Explore the branches cut from the tree

  • note that we have already created variables dist_players (euclidean method) and hc_players (complete linkage)
cluster_20 <- cutree(hc_players, h = 20) # calculate assignment vector with a h of 20
  • below formula means relationships of the members within each cluster is of a maximum (complete linkage) Euclidean (euclidean method) distance to all other members of its cluster that is less than 40.
cluster_40 <- cutree(hc_players, h = 40)
lineup_h20_complete <- mutate(lineup, cluster = cluster_20)
lineup_h40_complete <- mutate(lineup, cluster = cluster_40)
  • plot the positions of the players and color them according to their cluster for height = 20
ggplot(lineup_h20_complete, aes(x = x, y = y, color = factor(cluster))) +
  geom_point()

  • for height = 40
ggplot(lineup_h40_complete, aes(x = x, y = y, color = factor(cluster))) +
  geom_point()

Making Sense of the clusters

load new data - the amount spent by 45 different clients of a wholesale distributor for the food categories of Milk, Grocery, and Frozen.

WORK TO BE COMPLETED:
Rewrite the clustering notes from "Explore the branches" up to and including "cluster = cluster_40)", putting "hc_lineup" wherever "hc_players" appears.

Saved entries:

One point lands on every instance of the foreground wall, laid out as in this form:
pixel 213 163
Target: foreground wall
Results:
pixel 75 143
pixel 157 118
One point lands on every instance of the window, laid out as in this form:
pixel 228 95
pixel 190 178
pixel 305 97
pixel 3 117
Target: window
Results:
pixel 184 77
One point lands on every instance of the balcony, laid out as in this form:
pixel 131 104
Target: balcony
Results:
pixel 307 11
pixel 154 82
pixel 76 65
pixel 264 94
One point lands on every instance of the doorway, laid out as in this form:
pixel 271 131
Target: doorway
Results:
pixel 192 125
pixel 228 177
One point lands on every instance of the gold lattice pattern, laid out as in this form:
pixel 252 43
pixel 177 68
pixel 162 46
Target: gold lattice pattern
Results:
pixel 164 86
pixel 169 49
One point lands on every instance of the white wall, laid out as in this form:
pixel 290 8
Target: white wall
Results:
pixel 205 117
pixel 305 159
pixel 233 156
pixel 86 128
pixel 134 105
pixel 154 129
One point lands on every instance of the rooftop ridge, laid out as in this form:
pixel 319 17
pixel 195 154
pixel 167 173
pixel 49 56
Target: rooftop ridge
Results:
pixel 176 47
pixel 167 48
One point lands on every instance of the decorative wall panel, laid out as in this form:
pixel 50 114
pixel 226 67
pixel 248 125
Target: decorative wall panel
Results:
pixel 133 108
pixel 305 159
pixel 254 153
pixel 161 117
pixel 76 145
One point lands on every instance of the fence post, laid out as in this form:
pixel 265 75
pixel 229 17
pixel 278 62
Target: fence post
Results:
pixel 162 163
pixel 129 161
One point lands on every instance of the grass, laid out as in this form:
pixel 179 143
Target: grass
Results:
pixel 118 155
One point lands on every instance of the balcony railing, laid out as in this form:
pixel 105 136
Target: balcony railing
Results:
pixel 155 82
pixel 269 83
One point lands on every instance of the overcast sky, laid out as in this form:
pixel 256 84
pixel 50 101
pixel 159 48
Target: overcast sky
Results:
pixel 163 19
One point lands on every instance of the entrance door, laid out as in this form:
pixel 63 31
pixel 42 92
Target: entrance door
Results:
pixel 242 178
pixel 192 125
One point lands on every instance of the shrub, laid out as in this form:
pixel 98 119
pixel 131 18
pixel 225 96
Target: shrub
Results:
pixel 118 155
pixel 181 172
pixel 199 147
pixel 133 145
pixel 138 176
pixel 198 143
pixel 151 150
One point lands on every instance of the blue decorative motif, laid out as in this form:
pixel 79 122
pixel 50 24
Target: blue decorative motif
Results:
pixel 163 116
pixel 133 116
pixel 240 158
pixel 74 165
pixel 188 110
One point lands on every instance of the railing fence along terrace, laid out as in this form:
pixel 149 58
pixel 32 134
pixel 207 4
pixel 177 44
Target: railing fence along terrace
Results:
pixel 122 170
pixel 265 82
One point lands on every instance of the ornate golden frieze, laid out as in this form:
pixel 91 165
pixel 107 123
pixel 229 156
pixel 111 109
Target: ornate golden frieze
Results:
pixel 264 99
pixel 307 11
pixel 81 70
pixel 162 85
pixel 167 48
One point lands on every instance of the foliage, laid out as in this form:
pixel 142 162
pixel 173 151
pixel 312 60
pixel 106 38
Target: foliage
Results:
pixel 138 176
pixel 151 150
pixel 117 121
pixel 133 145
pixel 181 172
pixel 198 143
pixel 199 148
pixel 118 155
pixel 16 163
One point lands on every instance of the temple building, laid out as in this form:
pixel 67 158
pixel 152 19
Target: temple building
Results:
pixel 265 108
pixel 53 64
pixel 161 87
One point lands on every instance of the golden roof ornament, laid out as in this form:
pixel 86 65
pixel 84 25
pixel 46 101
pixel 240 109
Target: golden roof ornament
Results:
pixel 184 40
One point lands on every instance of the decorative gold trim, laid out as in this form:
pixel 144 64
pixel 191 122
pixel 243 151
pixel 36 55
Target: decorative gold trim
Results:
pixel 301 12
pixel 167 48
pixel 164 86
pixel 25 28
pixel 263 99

...

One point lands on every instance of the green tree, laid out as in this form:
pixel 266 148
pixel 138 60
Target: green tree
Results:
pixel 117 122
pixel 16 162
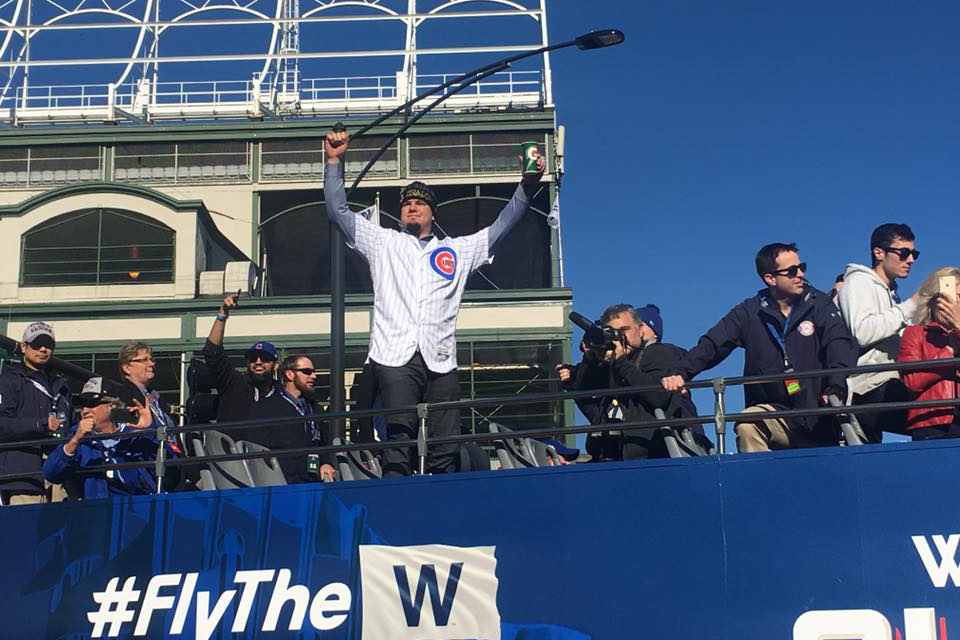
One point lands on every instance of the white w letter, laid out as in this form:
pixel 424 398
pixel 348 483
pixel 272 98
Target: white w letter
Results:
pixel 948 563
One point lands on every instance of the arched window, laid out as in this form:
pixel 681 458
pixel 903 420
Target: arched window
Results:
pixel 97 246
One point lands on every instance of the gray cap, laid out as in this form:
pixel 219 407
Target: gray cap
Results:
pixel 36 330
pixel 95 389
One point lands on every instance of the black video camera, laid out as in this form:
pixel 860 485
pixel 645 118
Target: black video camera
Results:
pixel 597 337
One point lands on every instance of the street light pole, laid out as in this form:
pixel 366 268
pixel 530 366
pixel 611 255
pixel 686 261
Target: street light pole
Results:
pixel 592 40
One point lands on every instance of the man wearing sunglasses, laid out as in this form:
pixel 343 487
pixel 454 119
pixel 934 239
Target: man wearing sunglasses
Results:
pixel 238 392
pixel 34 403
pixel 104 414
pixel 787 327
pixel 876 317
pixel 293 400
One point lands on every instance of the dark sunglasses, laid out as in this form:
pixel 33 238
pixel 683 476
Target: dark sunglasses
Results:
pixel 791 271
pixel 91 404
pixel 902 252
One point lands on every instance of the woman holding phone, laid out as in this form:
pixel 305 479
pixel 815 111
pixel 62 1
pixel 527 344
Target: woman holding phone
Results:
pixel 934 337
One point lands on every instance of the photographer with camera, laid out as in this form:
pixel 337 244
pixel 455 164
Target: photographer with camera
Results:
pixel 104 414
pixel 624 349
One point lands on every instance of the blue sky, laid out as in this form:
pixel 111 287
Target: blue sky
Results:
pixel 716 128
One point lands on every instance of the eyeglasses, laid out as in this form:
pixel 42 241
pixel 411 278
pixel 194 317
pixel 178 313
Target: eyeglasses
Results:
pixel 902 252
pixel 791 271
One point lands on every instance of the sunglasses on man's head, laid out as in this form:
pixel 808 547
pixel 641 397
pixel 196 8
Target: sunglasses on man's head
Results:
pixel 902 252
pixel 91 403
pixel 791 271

* * *

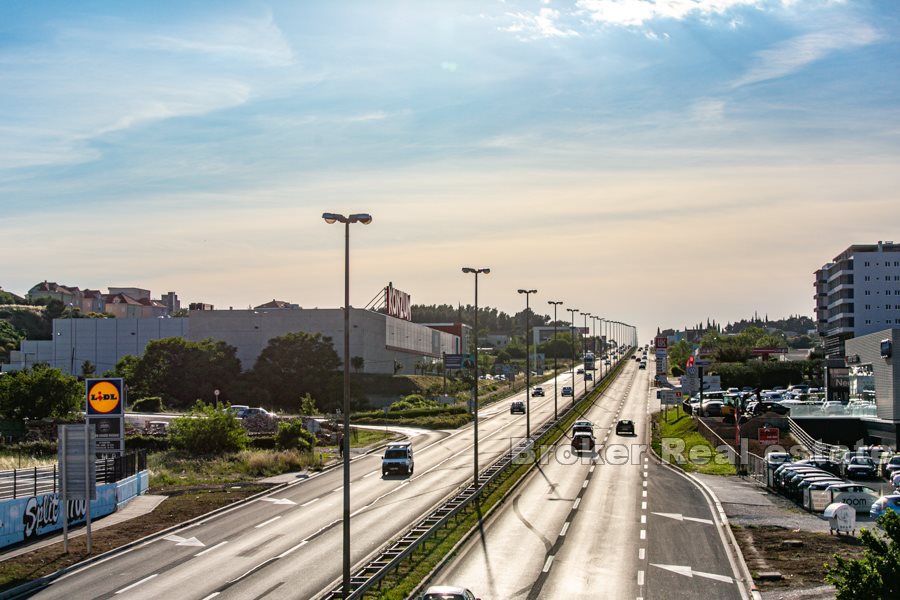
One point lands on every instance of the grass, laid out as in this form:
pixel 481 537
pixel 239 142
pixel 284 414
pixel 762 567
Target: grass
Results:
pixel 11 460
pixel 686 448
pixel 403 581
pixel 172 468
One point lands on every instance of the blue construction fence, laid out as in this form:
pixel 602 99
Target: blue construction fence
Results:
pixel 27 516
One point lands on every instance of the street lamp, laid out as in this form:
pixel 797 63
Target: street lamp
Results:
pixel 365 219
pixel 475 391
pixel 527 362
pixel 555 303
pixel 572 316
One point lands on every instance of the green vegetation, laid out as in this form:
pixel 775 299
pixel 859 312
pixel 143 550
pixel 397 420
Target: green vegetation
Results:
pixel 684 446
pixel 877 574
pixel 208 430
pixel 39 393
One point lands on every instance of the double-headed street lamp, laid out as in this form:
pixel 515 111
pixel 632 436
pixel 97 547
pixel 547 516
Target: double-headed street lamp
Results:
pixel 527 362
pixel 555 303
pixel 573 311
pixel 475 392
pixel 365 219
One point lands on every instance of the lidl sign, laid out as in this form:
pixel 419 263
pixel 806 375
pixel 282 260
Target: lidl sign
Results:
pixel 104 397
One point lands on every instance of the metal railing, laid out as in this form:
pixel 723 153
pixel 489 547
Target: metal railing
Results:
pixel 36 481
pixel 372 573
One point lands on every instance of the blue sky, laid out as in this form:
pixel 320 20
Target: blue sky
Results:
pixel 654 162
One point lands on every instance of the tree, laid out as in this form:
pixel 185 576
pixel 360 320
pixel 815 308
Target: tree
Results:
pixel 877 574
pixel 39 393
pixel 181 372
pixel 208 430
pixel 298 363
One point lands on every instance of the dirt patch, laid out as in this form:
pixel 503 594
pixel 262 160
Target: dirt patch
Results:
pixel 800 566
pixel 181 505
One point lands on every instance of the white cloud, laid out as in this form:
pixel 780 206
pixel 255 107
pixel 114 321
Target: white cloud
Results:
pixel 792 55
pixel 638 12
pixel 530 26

RIGHT ANSWER:
Explore the branches cut from the tree

  • note that we have already created variables dist_players (euclidean method) and hc_lineup (complete linkage)
cluster_20 <- cutree(hc_lineup, h = 20) # calculate assignment vector with a h of 20
  • below formula means relationships of the members within each cluster is of a maximum (complete linkage) Euclidean (euclidean method) distance to all other members of its cluster that is less than 40.
cluster_40 <- cutree(hc_lineup, h = 40)
lineup_h20_complete <- mutate(lineup, cluster = cluster_20)
lineup_h40_complete <- mutate(lineup, cluster = cluster_40)